Retype the entries below word for word, from the first line through the line that contains "top-left (64, 0), bottom-right (86, 64)". Leave out any pictures.

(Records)
^^^^
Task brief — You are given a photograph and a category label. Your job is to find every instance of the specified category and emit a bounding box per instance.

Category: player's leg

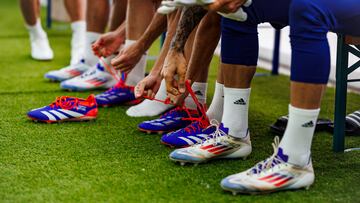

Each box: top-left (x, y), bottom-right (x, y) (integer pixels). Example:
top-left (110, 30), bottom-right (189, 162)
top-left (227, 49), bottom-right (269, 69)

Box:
top-left (185, 12), bottom-right (220, 108)
top-left (125, 0), bottom-right (155, 86)
top-left (20, 0), bottom-right (54, 60)
top-left (161, 12), bottom-right (221, 148)
top-left (61, 0), bottom-right (131, 92)
top-left (170, 19), bottom-right (258, 163)
top-left (222, 0), bottom-right (360, 193)
top-left (84, 0), bottom-right (110, 66)
top-left (126, 11), bottom-right (181, 117)
top-left (64, 0), bottom-right (86, 64)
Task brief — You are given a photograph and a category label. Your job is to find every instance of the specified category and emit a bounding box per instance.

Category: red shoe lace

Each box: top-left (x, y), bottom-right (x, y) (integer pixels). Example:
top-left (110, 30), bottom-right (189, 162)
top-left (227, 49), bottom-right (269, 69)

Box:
top-left (144, 80), bottom-right (209, 126)
top-left (184, 116), bottom-right (210, 133)
top-left (50, 96), bottom-right (79, 109)
top-left (99, 57), bottom-right (121, 81)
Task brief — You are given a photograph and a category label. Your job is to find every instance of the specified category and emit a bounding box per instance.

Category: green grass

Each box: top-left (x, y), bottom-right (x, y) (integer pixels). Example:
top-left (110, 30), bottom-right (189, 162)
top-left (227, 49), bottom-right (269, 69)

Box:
top-left (0, 0), bottom-right (360, 202)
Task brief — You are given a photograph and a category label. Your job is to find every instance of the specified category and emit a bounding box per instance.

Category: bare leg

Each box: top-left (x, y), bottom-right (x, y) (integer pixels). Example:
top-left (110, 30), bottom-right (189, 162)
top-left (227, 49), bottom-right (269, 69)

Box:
top-left (86, 0), bottom-right (110, 33)
top-left (20, 0), bottom-right (54, 60)
top-left (110, 0), bottom-right (127, 31)
top-left (186, 12), bottom-right (220, 83)
top-left (20, 0), bottom-right (40, 26)
top-left (126, 0), bottom-right (155, 40)
top-left (64, 0), bottom-right (86, 22)
top-left (125, 0), bottom-right (155, 86)
top-left (290, 81), bottom-right (326, 109)
top-left (221, 63), bottom-right (256, 88)
top-left (126, 11), bottom-right (181, 117)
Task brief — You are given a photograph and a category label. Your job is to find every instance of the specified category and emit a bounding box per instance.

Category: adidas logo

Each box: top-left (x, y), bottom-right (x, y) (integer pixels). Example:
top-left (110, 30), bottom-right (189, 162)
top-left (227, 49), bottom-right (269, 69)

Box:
top-left (234, 98), bottom-right (246, 105)
top-left (302, 121), bottom-right (314, 128)
top-left (194, 90), bottom-right (204, 96)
^^^^
▶ [Final answer]
Task brief — You are given a photograph and a category label. Your job is to find every instance of the specified category and emit a bounding box per instance.

Category: player's leg


Each box: top-left (x, y), bottom-right (x, y) (integer pixels). Example:
top-left (110, 30), bottom-right (189, 162)
top-left (227, 49), bottom-right (269, 69)

Box:
top-left (185, 12), bottom-right (220, 108)
top-left (125, 0), bottom-right (155, 86)
top-left (20, 0), bottom-right (54, 60)
top-left (161, 12), bottom-right (221, 148)
top-left (61, 0), bottom-right (131, 92)
top-left (170, 19), bottom-right (258, 163)
top-left (222, 0), bottom-right (360, 193)
top-left (84, 0), bottom-right (110, 66)
top-left (126, 11), bottom-right (181, 117)
top-left (64, 0), bottom-right (86, 64)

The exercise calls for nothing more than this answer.